-- BEGIN Given records --
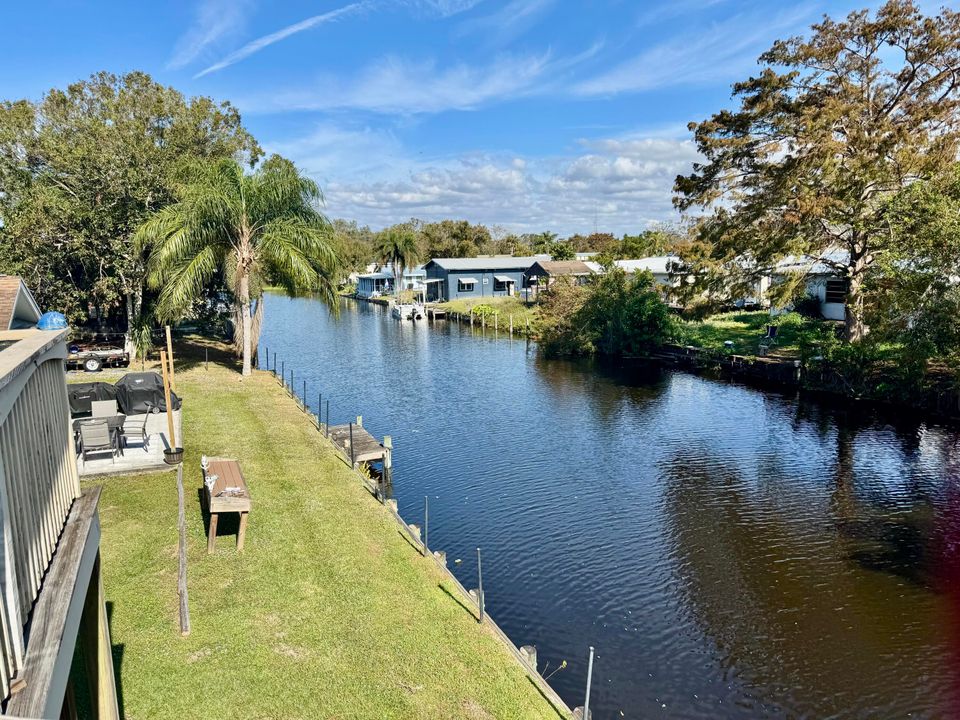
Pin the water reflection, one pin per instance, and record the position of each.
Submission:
(730, 552)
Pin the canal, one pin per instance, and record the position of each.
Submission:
(729, 552)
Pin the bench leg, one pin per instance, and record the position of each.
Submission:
(212, 538)
(242, 533)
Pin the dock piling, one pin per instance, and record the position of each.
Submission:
(426, 525)
(480, 597)
(352, 463)
(586, 700)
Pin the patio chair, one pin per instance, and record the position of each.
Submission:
(95, 438)
(137, 426)
(104, 408)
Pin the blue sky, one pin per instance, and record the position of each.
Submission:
(526, 114)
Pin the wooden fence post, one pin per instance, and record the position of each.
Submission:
(170, 356)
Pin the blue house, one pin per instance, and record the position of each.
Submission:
(455, 278)
(384, 282)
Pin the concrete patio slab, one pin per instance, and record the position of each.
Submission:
(135, 458)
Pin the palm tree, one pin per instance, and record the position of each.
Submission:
(257, 228)
(397, 245)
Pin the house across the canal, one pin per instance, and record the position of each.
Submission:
(455, 278)
(383, 282)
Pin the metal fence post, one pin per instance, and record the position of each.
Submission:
(586, 701)
(480, 585)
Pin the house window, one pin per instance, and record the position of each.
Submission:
(836, 291)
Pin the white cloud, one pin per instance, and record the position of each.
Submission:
-- END Given records --
• **Exercise task**: Through the last line of the entries above, beginning at the line containing "Pin the canal, one", transcribe each line exactly, both ends included and nothing more.

• **Task output**:
Pin the canal, one pin per instance, and record the position of each.
Submission:
(729, 552)
Pin the bench leg, one pin per instance, and record the position of each.
Submission:
(212, 538)
(242, 533)
Pin the dock piling, one pin per instance, and record the position of each.
Submission:
(426, 525)
(480, 597)
(352, 463)
(586, 700)
Pin the patio chair, one pin per instance, and record the position of each.
Submission:
(95, 438)
(137, 426)
(104, 408)
Pin the blue sky, one pin per instance, and record the position of each.
Submission:
(526, 114)
Pin the wooden fence post, one pin per instance, and record the position of each.
Submission:
(170, 356)
Pin the blue house, one pin per instance, and record the position of each.
Submission:
(455, 278)
(384, 282)
Pin the concrete patio slab, one pin per instance, and record the position of each.
Submission:
(135, 458)
Pin the palm tree, one pin per instance, and record the position of each.
Submission:
(257, 228)
(397, 245)
Pin the house across the canal, one pin per instance, and record the position of each.
Submission:
(455, 278)
(383, 282)
Pin the metal fence post, one pin per instance, and record the position of each.
Submission:
(586, 701)
(480, 585)
Pin the house window, one pin per instance, and record the position of each.
Submission:
(836, 291)
Pin the white cloud, one pin per instance, and record the position of each.
Submission:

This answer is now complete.